Short task: Rewrite the whole listing below with every "set a pin" changed to "place a marker" and nothing else altered. Omit the pictures from your version.

Data to use:
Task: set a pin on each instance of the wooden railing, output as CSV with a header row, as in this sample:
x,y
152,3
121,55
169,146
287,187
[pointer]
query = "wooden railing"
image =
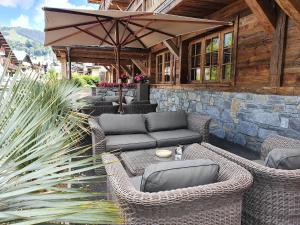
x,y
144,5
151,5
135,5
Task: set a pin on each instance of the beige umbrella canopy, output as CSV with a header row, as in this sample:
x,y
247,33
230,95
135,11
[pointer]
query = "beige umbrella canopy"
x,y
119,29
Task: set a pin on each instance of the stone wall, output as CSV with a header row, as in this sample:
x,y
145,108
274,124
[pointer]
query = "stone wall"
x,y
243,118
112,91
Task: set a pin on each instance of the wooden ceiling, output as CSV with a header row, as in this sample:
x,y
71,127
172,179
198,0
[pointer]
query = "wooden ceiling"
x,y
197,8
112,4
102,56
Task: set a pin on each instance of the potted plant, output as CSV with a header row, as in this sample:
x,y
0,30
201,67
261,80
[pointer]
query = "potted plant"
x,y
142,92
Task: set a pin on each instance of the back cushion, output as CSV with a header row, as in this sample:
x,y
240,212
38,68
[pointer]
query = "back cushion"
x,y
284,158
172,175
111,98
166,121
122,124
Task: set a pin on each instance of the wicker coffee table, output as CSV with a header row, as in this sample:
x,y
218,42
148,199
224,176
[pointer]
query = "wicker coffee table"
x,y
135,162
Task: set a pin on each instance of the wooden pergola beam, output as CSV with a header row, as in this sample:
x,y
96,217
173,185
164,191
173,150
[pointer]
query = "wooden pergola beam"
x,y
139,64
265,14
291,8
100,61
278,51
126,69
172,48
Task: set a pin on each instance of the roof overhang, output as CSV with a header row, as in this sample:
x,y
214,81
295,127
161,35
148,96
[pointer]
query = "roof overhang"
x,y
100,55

Task solution:
Task: place a marker on each instance of the wooden railing, output as CSV with a header row, as in this sample:
x,y
152,3
121,55
169,146
287,187
[pointer]
query = "wooden railing"
image =
x,y
144,5
151,5
135,5
Task: place a marker on each instance of the beige umbrella canopy, output as CSV with a header row, as in this sample:
x,y
247,33
230,95
135,11
[pointer]
query = "beige umbrella canopy"
x,y
119,29
Task: place a marker on each instance of the stone wall, output as CSV with a header row, as in this sample:
x,y
145,108
274,124
[pointer]
query = "stone wall"
x,y
243,118
112,91
Task: place a marker on each instance of the wooden ceiling, output as CSV with a header row, as in this sample:
x,y
71,127
172,179
198,0
[pointer]
query = "wooden ceiling"
x,y
197,8
112,4
102,56
Task: place a marker on each instance of the potted plant, output as CSV with a header row, as in this sample:
x,y
0,30
201,67
261,80
[pointer]
query = "potted plant"
x,y
142,92
Task: place a marker on each instance of the back cushion, output as CSV with a header row, as in this sample:
x,y
240,212
38,68
[pointer]
query = "back cushion"
x,y
284,158
172,175
111,98
166,121
122,124
Task: place a marker on each instance of the wicker coffee table, output as CSV with a header row, as in this sample:
x,y
218,42
148,199
224,176
[pointer]
query = "wicker coffee table"
x,y
135,162
Task: place a marker on each instance of the wooden pergola beam, output as CSV with a header row, as in this sample:
x,y
96,217
173,185
164,191
173,150
[pointer]
query = "wooden pergola beam"
x,y
139,64
265,14
291,8
100,61
278,51
126,69
172,48
Task: place a marker on each instance of the roof overhang, output as CSV with a header row, as in this sample:
x,y
214,81
295,127
161,35
148,96
[pointer]
query = "roof overhang"
x,y
100,55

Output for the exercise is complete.